***** Available records *****

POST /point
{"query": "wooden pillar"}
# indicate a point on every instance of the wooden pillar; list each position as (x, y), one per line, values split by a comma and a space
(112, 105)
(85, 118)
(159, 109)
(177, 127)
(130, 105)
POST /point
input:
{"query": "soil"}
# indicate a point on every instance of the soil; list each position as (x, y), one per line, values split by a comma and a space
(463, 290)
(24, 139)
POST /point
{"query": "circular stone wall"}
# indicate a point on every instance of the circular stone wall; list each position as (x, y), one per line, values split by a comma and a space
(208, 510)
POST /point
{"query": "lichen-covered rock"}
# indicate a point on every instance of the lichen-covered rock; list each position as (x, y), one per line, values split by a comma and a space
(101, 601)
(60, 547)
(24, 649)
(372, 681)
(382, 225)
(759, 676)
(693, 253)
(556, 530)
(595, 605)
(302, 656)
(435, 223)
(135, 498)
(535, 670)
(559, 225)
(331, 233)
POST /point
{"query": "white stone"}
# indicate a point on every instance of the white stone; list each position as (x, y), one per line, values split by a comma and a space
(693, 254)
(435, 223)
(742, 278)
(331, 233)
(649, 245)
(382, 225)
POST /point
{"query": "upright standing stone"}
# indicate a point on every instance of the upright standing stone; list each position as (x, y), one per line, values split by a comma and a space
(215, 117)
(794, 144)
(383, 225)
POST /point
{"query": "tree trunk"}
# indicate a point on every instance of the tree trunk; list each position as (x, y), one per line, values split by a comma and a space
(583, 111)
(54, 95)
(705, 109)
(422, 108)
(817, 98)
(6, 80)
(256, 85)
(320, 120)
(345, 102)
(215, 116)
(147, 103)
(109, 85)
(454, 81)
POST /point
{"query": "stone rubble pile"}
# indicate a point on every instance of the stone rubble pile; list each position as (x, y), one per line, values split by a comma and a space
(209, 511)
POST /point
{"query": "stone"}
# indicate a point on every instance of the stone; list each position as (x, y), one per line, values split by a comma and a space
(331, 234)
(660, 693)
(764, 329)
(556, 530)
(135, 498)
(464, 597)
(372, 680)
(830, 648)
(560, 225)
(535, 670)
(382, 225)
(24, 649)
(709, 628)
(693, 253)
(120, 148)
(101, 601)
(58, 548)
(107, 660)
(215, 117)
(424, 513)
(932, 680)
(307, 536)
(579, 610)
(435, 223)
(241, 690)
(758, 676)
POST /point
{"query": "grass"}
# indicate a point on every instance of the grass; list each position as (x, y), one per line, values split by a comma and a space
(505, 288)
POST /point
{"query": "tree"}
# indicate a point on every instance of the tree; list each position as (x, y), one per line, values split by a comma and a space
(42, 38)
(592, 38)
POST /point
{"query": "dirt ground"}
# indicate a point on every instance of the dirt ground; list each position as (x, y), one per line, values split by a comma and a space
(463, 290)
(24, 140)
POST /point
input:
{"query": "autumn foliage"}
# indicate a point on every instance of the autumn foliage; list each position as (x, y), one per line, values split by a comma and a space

*****

*Problem description:* Quote all the records exactly, please, leaving none out.

*Response to the exercise:*
POST /point
{"query": "wooden pillar"}
# indicate a point on every instance of the wooden pillar; list each position as (x, y), one per line, values split by a comma and a space
(112, 105)
(85, 118)
(159, 109)
(177, 127)
(130, 105)
POST /point
input:
{"query": "soil"}
# indicate a point on every instance of the soil; list each position as (x, y), one per line, values split by a comma and a space
(463, 290)
(24, 139)
POST /point
{"query": "circular stone wall"}
# indicate a point on every instance of the circular stone wall; list each position as (x, y), one per line, values split by a comma and a space
(208, 510)
POST /point
{"query": "lichen-covered rock"}
# indicate a point on every instance of the lichen-covered rock; list each position as (x, y), one per line, values split by a comma and a space
(101, 601)
(60, 547)
(24, 649)
(372, 681)
(382, 225)
(759, 676)
(693, 253)
(556, 530)
(595, 605)
(302, 656)
(435, 223)
(135, 498)
(535, 670)
(559, 225)
(331, 233)
POST /point
{"query": "white stone"}
# indicate a point on every instance of the white stone; list each position as (x, y), one per line, values split by a comma and a space
(693, 254)
(435, 223)
(742, 278)
(331, 233)
(649, 245)
(382, 225)
POST /point
{"query": "upright standing stone"}
# indicate a point on every instance of the upright standing stone; list each position as (x, y), one per line, values split by a comma and a space
(215, 117)
(794, 144)
(383, 225)
POST /point
{"query": "tree trunk"}
# indicate a point on every instance of the tree trunk; list each position as (x, y), one per line, values split by a comma and a space
(583, 111)
(54, 95)
(705, 109)
(422, 108)
(817, 98)
(6, 80)
(256, 85)
(320, 120)
(345, 102)
(215, 116)
(147, 103)
(109, 85)
(454, 81)
POST /point
{"query": "stone rubble pile"}
# indicate a point on every instance of the stone rubble pile; list each position as (x, y), one per line, values split by a comma and a space
(209, 511)
POST /point
{"query": "stone"}
# indicate a point on every instance of the stone; list each position as (x, y), one per line, values split by a comma and a space
(331, 234)
(660, 693)
(764, 329)
(556, 530)
(135, 498)
(464, 597)
(372, 680)
(830, 648)
(560, 225)
(535, 670)
(382, 225)
(24, 649)
(709, 628)
(693, 253)
(120, 148)
(101, 601)
(58, 548)
(107, 660)
(215, 117)
(424, 513)
(932, 680)
(307, 536)
(579, 610)
(435, 223)
(241, 690)
(758, 676)
POST /point
{"query": "grass"}
# indicate a point on every instance of the grass; list each position as (x, y), one per line, values split by a comma and a space
(505, 288)
POST /point
{"query": "tree"}
# indicate a point on every instance of the tree; list each position as (x, y), one per line, values split by a comma and a space
(42, 38)
(592, 38)
POST /point
{"query": "dirt ground"}
# indicate a point on every instance of the dirt ground; list each position as (x, y), one per line, values split by a comma and a space
(463, 290)
(24, 140)
POST /point
input:
{"query": "autumn foliage"}
# indicate a point on every instance of the autumn foliage; list each position as (x, y), one per line, values split by a comma and a space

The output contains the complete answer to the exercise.